Aim:
Copy each of the rows below word for word, keeping every character and line unchanged.

----

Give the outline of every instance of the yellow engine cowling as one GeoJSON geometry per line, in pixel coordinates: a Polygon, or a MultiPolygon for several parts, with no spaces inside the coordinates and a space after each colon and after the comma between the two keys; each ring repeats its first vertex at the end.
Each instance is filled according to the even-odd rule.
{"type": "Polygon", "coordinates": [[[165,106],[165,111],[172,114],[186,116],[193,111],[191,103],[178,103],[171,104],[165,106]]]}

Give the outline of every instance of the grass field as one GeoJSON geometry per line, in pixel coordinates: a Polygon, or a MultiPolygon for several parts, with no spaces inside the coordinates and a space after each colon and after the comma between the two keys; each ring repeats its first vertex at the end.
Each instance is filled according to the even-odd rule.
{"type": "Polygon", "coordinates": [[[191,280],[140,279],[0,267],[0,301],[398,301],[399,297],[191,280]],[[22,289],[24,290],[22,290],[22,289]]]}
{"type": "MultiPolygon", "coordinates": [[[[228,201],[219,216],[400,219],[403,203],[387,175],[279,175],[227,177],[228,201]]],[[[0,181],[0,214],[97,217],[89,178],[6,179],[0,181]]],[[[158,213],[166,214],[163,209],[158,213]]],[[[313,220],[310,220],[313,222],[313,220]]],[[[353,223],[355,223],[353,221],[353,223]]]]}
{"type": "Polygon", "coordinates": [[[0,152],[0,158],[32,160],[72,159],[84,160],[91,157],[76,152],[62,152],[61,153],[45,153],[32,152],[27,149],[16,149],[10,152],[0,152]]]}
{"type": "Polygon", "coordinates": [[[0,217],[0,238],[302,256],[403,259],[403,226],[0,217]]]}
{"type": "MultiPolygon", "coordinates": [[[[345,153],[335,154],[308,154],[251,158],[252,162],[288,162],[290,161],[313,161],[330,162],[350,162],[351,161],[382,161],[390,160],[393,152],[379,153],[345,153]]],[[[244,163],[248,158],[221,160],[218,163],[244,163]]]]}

----

Answer below:
Give the outline of every instance of the yellow engine cowling as one GeoJSON geometry per line, in pixel coordinates: a Polygon, or a MultiPolygon for several parts, with no spaces inside the coordinates and a space after each colon and after the comma between the two keys; each ring repeats its first vertex at the end.
Each instance is filled according to the even-odd rule.
{"type": "Polygon", "coordinates": [[[165,106],[165,111],[172,114],[186,116],[193,111],[191,103],[178,103],[171,104],[165,106]]]}

Give the outline of every instance of the grass field as one GeoJSON geometry per line, in pixel coordinates: a Polygon, or a MultiPolygon for several parts, with no spaces inside the coordinates and a space after each colon and after the comma between the two keys; each ring repeats its first vertex at the end.
Each instance is filled according to the even-odd rule.
{"type": "Polygon", "coordinates": [[[191,280],[140,279],[0,267],[0,301],[398,301],[399,297],[191,280]],[[22,289],[24,290],[22,290],[22,289]]]}
{"type": "MultiPolygon", "coordinates": [[[[228,201],[219,216],[400,219],[403,203],[387,175],[279,175],[227,177],[228,201]]],[[[0,181],[0,214],[97,217],[89,178],[6,179],[0,181]]],[[[158,213],[166,214],[163,209],[158,213]]],[[[313,220],[310,220],[313,222],[313,220]]],[[[353,223],[355,223],[353,221],[353,223]]]]}
{"type": "Polygon", "coordinates": [[[0,152],[0,158],[32,160],[72,159],[84,160],[91,157],[76,152],[62,152],[61,153],[45,153],[32,152],[27,149],[16,149],[10,152],[0,152]]]}
{"type": "Polygon", "coordinates": [[[0,217],[0,238],[302,256],[403,259],[403,226],[0,217]]]}
{"type": "MultiPolygon", "coordinates": [[[[345,153],[335,154],[308,154],[251,158],[252,162],[288,162],[290,161],[313,161],[330,162],[350,162],[351,161],[382,161],[390,160],[393,152],[379,153],[345,153]]],[[[244,163],[248,158],[221,160],[218,163],[244,163]]]]}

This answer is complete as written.